» Reading text:
※ ※ ※

If validation fails: fix issues and re-validate. Do not proceed to testing until the skill passes.

Step 5: Set Up Test Environment and Credentials

Choose test environment

Ask the user which environment to test against:

"Which Confluent environment should we test against?

Local Confluent (Docker, for development)

Confluent Platform (self-managed on-prem)

Confluent Cloud (managed SaaS)

WarpStream (Kafka-compatible, object-storage-backed)

Note: If this skill targets a specific platform, we must test against that platform."

Important rule: If the skill is designed for a specific platform, tests MUST run against that platform.

Security: credential file handling

Credentials may live in a .env file or a YAML file (credentials.yaml) — the rules below apply to whichever format the skill uses.

CRITICAL: Never read, display, or log credential files (.env or credentials.yaml) or their contents. See confluent-best-practices.md for the full security policy. Key rules:

Never use cat, Read, head, grep, etc. on .env or credentials.yaml
For .env: reference variables by name (e.g., $BOOTSTRAP_SERVERS), never read their values; verify with test -n "$CLUSTER_API_KEY"
For credentials.yaml: load it inside the script/process that consumes it (e.g., a YAML parser at runtime), never echo parsed values to logs or stdout
Add the credential file to .gitignore (.env, credentials.yaml)
Generated skills must include this same guardrail

Set up credentials

See credentials reference for environment-specific credential templates — available in both .env and YAML (credentials.yaml) form — covering Kafka, Schema Registry, Flink, Tableflow, and Connectors. Pick whichever format fits the skill; YAML is convenient for nested/structured config, .env for flat shell-style variables.

Step 6: Create Test Cases and Run E2E Tests

Test case structure

Each test case should exercise the full use case end-to-end. See plan-template.md for the CRUD operations plan format. Present the plan and wait for user confirmation before creating any resources.

Schema Registry defaults

Default format: JSON with Schema GUID in header (JSON_SR)
Alternative formats: Avro, Protobuf
Ask user if they want to change from JSON_SR: "This will use JSON serialization with Schema Registry (schema GUID in header) by default. Do you want to use Avro or Protobuf instead?"
For Schema GUID in Header configuration details, see schema-guid-header.md

Compute pool check (for Flink skills)

Before running Flink operations, verify a compute pool is available:

python scripts/check_compute_pool.py --pool-id $FLINK_COMPUTE_POOL_ID

If no pool is available or capacity is full, notify the user and skip Flink tests.

Running the tests

Use the base skill-creator workflow for running tests (spawn subagents with skill vs without skill), but adapt for Confluent:

With-skill run:

Execute this task:
- Skill path: <path-to-skill>
- Task: <eval prompt>
- Environment: .env file at <workspace>/.env
- Save outputs to: <workspace>/iteration-<N>/eval-<ID>/with_skill/outputs/
- Outputs to save:
  - Consumed data from output topic
  - SQL statements executed (if applicable)
  - Schema definitions
  - Verification logs

Baseline run: Same prompt, no skill, same environment.

Bundled scripts

For common operations, use the bundled scripts in scripts/:

check_compute_pool.py — Verify Flink compute pool availability
produce_data.py — Produce JSON_SR-encoded data to topics
consume_and_verify.py — Consume data and verify against expectations
register_schema.py — Register schemas with Schema Registry
cleanup_resources.py — Clean up topics, schemas, Flink statements (local only)

※ ※ ※

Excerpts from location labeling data

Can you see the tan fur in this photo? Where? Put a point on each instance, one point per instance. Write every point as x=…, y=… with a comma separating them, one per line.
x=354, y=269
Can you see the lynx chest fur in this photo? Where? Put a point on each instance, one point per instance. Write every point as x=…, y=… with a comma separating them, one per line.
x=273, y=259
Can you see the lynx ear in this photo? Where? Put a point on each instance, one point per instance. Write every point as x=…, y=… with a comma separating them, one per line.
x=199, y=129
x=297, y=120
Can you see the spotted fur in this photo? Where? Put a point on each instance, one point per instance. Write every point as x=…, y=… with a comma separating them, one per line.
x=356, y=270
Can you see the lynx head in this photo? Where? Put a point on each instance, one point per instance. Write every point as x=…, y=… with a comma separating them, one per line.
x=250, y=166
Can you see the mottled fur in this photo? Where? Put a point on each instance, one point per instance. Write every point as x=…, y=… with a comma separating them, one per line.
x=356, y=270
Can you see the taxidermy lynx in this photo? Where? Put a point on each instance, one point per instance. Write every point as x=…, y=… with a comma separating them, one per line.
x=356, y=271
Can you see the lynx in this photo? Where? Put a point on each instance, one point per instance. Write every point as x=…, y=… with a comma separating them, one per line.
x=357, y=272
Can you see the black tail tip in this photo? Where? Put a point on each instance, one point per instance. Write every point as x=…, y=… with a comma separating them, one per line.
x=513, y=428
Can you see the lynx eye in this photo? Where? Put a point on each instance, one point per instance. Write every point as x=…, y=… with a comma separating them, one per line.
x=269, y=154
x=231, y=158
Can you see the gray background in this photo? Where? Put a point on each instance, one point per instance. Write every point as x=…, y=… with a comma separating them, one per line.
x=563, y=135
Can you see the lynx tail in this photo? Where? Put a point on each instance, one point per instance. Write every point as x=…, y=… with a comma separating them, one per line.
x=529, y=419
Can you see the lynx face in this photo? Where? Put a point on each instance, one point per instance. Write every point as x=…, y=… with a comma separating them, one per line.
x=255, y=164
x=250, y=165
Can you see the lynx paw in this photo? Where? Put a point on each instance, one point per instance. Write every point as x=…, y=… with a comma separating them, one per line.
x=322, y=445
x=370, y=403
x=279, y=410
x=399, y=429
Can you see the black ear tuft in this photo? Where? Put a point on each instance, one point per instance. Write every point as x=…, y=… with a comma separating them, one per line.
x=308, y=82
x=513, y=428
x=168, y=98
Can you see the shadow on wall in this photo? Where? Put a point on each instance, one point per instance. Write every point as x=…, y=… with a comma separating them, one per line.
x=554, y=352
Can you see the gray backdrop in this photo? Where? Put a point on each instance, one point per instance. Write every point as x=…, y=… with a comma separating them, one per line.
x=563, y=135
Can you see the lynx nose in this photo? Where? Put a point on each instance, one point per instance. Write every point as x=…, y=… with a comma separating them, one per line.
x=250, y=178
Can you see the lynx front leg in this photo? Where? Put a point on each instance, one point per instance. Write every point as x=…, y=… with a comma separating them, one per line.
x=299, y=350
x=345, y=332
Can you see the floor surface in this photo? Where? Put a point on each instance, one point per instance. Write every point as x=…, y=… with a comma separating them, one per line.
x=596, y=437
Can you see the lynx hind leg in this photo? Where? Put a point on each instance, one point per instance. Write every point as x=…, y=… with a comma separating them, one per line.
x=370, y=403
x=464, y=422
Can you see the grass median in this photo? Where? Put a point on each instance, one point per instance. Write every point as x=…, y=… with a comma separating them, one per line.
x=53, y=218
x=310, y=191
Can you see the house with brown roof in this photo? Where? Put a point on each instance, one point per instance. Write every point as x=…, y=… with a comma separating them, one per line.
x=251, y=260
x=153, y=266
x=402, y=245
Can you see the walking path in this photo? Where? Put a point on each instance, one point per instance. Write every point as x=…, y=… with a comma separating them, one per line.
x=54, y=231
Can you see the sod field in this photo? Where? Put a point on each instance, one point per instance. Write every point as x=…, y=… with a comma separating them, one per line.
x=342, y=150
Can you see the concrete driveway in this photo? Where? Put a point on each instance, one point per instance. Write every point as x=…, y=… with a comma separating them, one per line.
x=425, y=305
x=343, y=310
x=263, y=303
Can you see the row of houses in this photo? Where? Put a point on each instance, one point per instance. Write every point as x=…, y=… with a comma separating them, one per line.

※ ※ ※

Continue the Confluent skill testing guide from the point where it ends, matching its style.

Include relevant scripts in the created skill's scripts/ directory when packaging.

Step 7-8: Evaluate and Iterate

Follow the base skill-creator evaluation workflow:

While tests run, draft assertions (if applicable)
Capture timing data when runs complete
Grade each run
Aggregate benchmark
Launch eval viewer
Review feedback with user
Improve skill based on feedback

Confluent-specific assertions — good assertions check:

Correct number of messages produced/consumed
Schema compatibility (e.g., forward/backward compatible)
Flink statement syntax is valid
Output data matches expected enrichment
No data loss or duplication
Topics created with correct configuration

Step 9-10: Optimize Description and Package

Description optimization

After the skill works well, optimize the triggering description. Focus on:

Specific use case keywords (enrichment, CDC, Tableflow, etc.)
Confluent product names (Flink, Kafka, Schema Registry, etc.)
Common user phrases ("set up a pipeline", "stream changes from", etc.)
If platform-specific: include platform name in triggers

Packaging

Bundle the skill with:

SKILL.md with external docs links (under 500 lines), including:
- metadata.author: confluent for all Confluent-created skills
- metadata.version (semver string, e.g., "1.0")
- metadata.last_updated (YYYY-MM-DD)
- compatibility field if the skill has environment or package requirements
evals/evals.json — at least one test case per primary use case
references/ — platform-specific files (if cross-platform) and any Tier 3 reference content
scripts/ — relevant bundled scripts
.env.template or credentials.yaml.template for credentials

Validation gate: Before delivering, run skills-ref validate ./created-skill one final time. Do not deliver a skill that fails validation.

PR submission checklist

When the skill is being added to a Confluent skills repo (e.g., confluentinc/agent-skills), ensure:

README updated — add the new skill to the repo's skill table in README.md
Evals pass at 90%+ — run evals and include the score in the PR description
SME reviewer — identify and assign a subject-matter expert for the skill's domain
DTX/DevRel reviewer — assign a reviewer from the DTX or Developer Advocates team

These are required gates in the PR template and will be checked by the confluent-skill-reviewer.

Reference Files

credential-templates.md — Environment-specific credential templates (.env and YAML)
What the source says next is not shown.